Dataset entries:
--*--
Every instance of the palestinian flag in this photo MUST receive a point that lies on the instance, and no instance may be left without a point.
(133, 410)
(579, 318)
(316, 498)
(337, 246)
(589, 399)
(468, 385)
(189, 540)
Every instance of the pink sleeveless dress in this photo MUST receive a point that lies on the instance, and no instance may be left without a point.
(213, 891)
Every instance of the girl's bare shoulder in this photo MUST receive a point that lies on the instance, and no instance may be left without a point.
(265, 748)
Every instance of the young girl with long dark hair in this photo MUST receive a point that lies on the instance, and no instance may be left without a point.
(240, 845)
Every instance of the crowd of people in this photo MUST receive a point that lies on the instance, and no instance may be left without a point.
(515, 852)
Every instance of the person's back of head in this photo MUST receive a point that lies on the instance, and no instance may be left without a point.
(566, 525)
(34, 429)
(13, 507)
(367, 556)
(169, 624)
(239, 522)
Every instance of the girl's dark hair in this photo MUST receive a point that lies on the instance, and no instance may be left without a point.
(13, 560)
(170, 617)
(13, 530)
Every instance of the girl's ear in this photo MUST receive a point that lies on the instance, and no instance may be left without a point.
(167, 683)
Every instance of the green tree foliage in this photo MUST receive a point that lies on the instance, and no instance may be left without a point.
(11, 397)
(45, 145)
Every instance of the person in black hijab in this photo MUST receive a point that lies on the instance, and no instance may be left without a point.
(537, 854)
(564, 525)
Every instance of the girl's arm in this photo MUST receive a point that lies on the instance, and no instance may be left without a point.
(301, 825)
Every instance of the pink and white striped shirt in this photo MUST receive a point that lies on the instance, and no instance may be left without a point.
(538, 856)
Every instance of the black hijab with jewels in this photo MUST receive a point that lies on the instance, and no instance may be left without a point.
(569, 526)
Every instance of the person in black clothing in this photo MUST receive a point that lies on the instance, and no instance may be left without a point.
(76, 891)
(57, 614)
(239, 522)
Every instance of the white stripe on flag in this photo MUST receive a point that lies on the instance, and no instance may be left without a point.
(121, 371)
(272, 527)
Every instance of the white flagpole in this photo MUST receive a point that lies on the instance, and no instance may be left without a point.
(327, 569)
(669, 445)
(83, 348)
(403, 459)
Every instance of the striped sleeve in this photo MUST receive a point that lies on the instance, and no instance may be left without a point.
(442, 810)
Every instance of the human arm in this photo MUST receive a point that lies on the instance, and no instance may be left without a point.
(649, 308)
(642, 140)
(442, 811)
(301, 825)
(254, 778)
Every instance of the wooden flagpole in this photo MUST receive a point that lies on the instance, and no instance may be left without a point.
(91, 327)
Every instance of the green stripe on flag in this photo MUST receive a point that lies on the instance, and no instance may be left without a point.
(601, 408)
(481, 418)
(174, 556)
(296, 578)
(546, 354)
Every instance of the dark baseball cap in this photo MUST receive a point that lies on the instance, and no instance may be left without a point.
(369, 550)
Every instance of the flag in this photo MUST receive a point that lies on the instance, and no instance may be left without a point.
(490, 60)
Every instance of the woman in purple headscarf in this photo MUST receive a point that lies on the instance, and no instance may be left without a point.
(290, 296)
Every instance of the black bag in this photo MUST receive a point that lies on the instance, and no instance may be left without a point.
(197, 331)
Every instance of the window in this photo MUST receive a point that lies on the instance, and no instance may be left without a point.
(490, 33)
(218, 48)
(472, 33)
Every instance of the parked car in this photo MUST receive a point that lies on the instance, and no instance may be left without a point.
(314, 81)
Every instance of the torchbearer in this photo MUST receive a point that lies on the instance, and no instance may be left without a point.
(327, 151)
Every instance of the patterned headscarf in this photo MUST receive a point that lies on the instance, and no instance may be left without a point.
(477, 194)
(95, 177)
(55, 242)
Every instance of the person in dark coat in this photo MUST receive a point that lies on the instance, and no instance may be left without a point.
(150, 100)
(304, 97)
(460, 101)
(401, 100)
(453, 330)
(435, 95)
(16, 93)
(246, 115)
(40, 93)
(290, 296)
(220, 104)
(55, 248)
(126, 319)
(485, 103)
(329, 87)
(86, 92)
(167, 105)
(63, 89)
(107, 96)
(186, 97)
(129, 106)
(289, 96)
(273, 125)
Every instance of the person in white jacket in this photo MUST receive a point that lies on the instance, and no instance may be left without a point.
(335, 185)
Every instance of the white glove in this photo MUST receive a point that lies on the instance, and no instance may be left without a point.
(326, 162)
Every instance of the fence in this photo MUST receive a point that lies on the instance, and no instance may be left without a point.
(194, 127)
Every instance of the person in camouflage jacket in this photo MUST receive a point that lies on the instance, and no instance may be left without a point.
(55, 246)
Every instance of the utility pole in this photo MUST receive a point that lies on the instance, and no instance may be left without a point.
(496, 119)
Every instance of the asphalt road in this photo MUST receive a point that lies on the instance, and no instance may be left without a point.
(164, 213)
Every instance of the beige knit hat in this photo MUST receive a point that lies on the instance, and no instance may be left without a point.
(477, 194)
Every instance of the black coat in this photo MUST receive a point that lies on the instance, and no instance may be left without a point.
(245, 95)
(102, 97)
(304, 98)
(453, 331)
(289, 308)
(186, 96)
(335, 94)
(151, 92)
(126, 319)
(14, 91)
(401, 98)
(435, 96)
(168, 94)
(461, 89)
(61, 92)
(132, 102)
--*--
Action item: Set down the records again without altering a word.

Finished exercise:
Every instance of the palestinian flag in this photo MUST receive a point that lies on the instance, and no instance may be left without a point.
(133, 410)
(579, 318)
(316, 498)
(337, 246)
(589, 399)
(468, 385)
(189, 540)
Every instance of the pink sleeveless dress in this photo MUST receive a point that lies on the instance, and no instance may be left without a point.
(213, 891)
Every instance of the girl's bare shoulder in this photo MUST receive a point that lies on the instance, and no instance may be left without a point.
(265, 748)
Every instance of the young girl with long dark hair in this photo MUST receive a point that lies on the instance, and no instance may be left without a point.
(240, 845)
Every instance of the crowd of people in this photo MUST receive a point that lies on the instance, and no instance may be left without a point.
(515, 852)
Every instance of the person's back of head in this photo MUST receive a point that lies on the instance, and no instance may be left without a point.
(566, 525)
(34, 429)
(13, 507)
(367, 556)
(169, 624)
(239, 522)
Every instance of the girl's dark hair in this photo MUST receive a point that lies on the instance, and no instance may be left without a point.
(13, 560)
(170, 617)
(13, 530)
Every instance of the girl's ear in this photo MUST receive a point that lies on the instance, and no instance may be left without a point.
(167, 683)
Every instance of the green tree foliage in this photo MUST receive a point that lies on the instance, and no instance may be left without a point.
(11, 397)
(45, 145)
Every instance of the person in black hijab in this photo MUST receive a point that lies on the instance, and no instance may be left without a point.
(537, 854)
(564, 525)
Every instance of the girl's arm in this photo MUST receive a point that lies on the instance, and no instance may be left without a point.
(301, 825)
Every instance of the pink and white striped shirt in this photo MUST receive a point that lies on the instance, and no instance may be left without a point.
(538, 856)
Every instance of the black hijab with jewels in this photo MUST receive a point that lies on the instance, and no instance may be left without a point.
(569, 526)
Every instance of the person in black clothing in this photo MUST receive a point that lies on the instance, and no instance may be left without a point.
(76, 891)
(57, 614)
(239, 522)
Every instance of the white stripe on flag in this photo MUST receive a point that lies on the instance, and no instance may be left without a point.
(121, 371)
(272, 527)
Every instance of the white flagpole in this photo MUST receive a point that lies on the instance, and no instance may be left without a point.
(327, 569)
(669, 445)
(83, 348)
(403, 459)
Every instance of the striped sleeve in this photo MUST receive a point that lies on the instance, and no instance may be left without a point.
(442, 810)
Every instance of the human arm in this photo MUST receive a point that lies on the instance, and no instance may be left without a point.
(649, 308)
(642, 140)
(442, 811)
(301, 825)
(254, 778)
Every instance of the wooden flagpole in this photo MUST receive a point that lies on the instance, and no instance may be left without a point.
(91, 327)
Every instance of the green stripe on flag in this photo MUST receive a point that lies on the instance, and no instance may be left without a point.
(601, 408)
(481, 418)
(174, 556)
(296, 578)
(546, 354)
Every instance of the dark baseball cap in this photo MUST receive a point that lies on the instance, and no instance may be left without a point.
(369, 550)
Every instance of the flag in this photo MUST receive a point that lies on the instance, and no instance may be left without a point.
(490, 60)
Every instance of the woman in purple headscarf in this photo MUST receive a point that lies on the instance, and no instance may be left without a point.
(290, 296)
Every instance of the black bag in this photo MUST receive a point that lies on the instance, and no instance may be left without a point.
(197, 331)
Every instance of the window in this photo MUST receive a point that lies on the instance, and no instance may be left without a point.
(490, 33)
(218, 48)
(472, 33)
Every instance of the parked car in this photo MUST receive a point that lies on the instance, and no instance may be left without a point.
(314, 81)
Every instance of the torchbearer in this photo MUST receive a point that lies on the instance, and no instance may be left without a point.
(327, 151)
Every instance of the patterned headscarf in this photo MUST receive a point that lies on the instance, and no instance may be left without a point.
(477, 194)
(95, 177)
(55, 242)
Every instance of the person in dark coat in this photo MUST receive a point that lies on the instance, and no instance may be left without a point.
(150, 100)
(304, 97)
(460, 101)
(401, 100)
(453, 330)
(435, 95)
(16, 93)
(246, 115)
(40, 93)
(290, 296)
(220, 104)
(55, 248)
(126, 319)
(485, 103)
(329, 87)
(86, 92)
(167, 105)
(63, 89)
(107, 96)
(186, 97)
(129, 106)
(289, 96)
(273, 125)
Every instance of the person in white jacket in this photo MUST receive a point that lies on the instance, and no instance may be left without a point.
(335, 185)
Every instance of the white glove in this photo MUST receive a point that lies on the instance, and no instance may be left without a point.
(326, 162)
Every instance of the fence in this photo MUST receive a point that lies on the instance, and no instance may be left without a point.
(194, 127)
Every instance of the person in camouflage jacket in this photo MUST receive a point that lies on the instance, and no instance may be left without a point.
(55, 246)
Every instance of the utility pole in this photo MUST receive a point that lies on the instance, and no instance may be left without a point.
(496, 119)
Every instance of the asphalt road in this photo MUST receive a point that lies on the instance, and no instance may be left without a point.
(164, 213)
Every instance of the beige knit hat in this photo MUST receive a point that lies on the instance, and no instance may be left without a point.
(477, 194)
Every instance of the black coat in this photo MUST receive a point that lies on the instance, and no instance may be left without a point.
(245, 95)
(102, 97)
(304, 98)
(453, 331)
(289, 308)
(186, 96)
(335, 94)
(151, 92)
(126, 319)
(14, 91)
(401, 98)
(435, 96)
(168, 94)
(461, 89)
(61, 92)
(132, 102)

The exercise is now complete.